REQUEST
Pull out every line below that contains the word "woman", treating uppercase and lowercase letters as different.

● ● ● ● ●

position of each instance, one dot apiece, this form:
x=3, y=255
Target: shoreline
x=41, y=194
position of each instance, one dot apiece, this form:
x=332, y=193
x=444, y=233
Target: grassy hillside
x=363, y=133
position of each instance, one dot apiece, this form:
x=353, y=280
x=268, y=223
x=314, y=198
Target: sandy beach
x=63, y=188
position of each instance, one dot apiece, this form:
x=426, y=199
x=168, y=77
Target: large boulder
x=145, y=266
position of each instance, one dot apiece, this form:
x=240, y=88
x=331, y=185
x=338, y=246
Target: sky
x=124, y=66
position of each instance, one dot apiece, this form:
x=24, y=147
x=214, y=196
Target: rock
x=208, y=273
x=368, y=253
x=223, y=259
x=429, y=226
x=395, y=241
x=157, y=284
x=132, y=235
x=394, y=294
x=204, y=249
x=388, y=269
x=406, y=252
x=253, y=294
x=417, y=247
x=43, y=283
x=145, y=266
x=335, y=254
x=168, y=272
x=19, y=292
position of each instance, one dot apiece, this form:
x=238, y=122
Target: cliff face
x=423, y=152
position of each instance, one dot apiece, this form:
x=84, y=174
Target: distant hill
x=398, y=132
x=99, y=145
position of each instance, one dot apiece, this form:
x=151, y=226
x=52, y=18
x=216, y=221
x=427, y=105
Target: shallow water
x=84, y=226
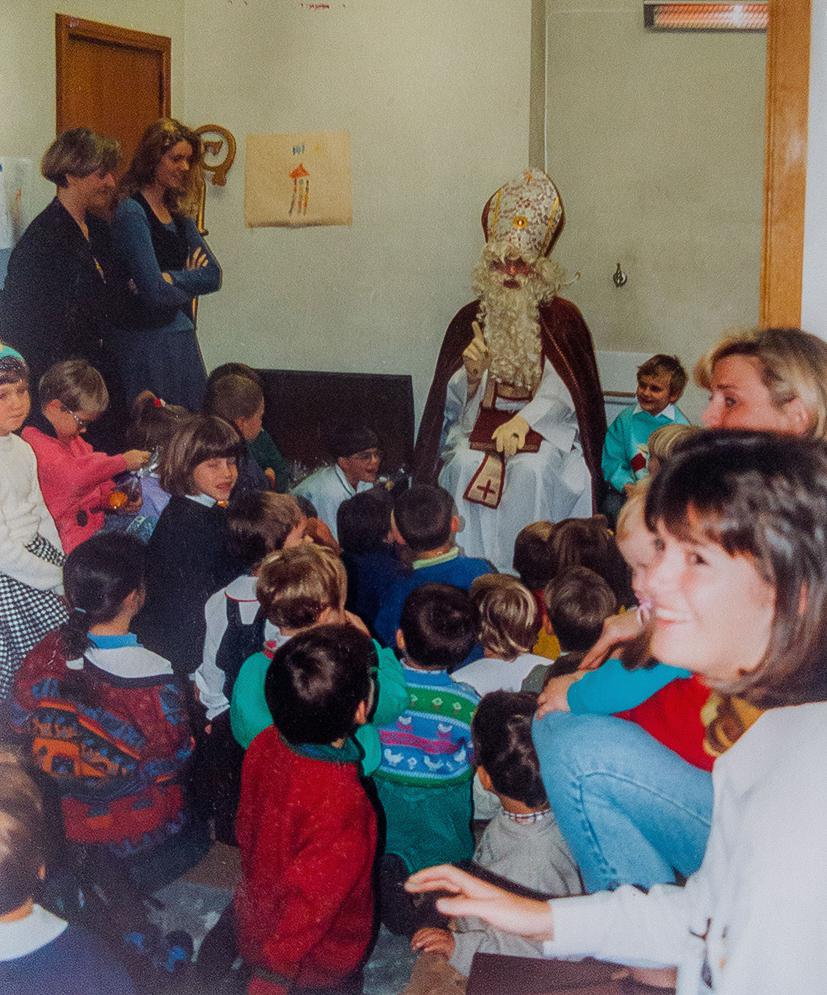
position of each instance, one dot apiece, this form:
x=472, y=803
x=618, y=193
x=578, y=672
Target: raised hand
x=510, y=437
x=476, y=357
x=135, y=458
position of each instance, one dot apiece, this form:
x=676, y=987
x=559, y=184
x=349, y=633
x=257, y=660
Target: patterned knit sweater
x=430, y=743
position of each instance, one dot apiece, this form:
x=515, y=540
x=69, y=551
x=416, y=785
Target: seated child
x=357, y=456
x=188, y=554
x=666, y=440
x=635, y=692
x=38, y=951
x=31, y=554
x=240, y=401
x=426, y=522
x=578, y=602
x=258, y=522
x=153, y=424
x=660, y=383
x=534, y=566
x=307, y=831
x=368, y=551
x=106, y=719
x=75, y=480
x=424, y=779
x=508, y=626
x=589, y=542
x=522, y=844
x=298, y=590
x=265, y=452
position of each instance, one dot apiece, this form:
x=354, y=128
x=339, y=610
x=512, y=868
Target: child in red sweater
x=76, y=481
x=306, y=829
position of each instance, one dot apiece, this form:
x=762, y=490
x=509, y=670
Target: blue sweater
x=452, y=568
x=627, y=439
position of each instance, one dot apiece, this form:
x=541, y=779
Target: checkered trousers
x=26, y=615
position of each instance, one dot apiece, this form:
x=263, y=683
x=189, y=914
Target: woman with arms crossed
x=169, y=263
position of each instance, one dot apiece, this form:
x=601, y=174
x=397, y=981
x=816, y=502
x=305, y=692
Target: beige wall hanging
x=297, y=180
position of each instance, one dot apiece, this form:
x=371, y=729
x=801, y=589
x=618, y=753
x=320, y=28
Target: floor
x=195, y=902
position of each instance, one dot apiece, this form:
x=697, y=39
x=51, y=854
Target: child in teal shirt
x=299, y=589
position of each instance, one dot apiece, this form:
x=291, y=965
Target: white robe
x=327, y=489
x=551, y=484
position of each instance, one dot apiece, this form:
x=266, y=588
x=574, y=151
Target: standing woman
x=169, y=263
x=60, y=290
x=739, y=596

● ● ● ● ●

CORRECT OUTPUT
Target: woman with arms crossed
Target: standing woman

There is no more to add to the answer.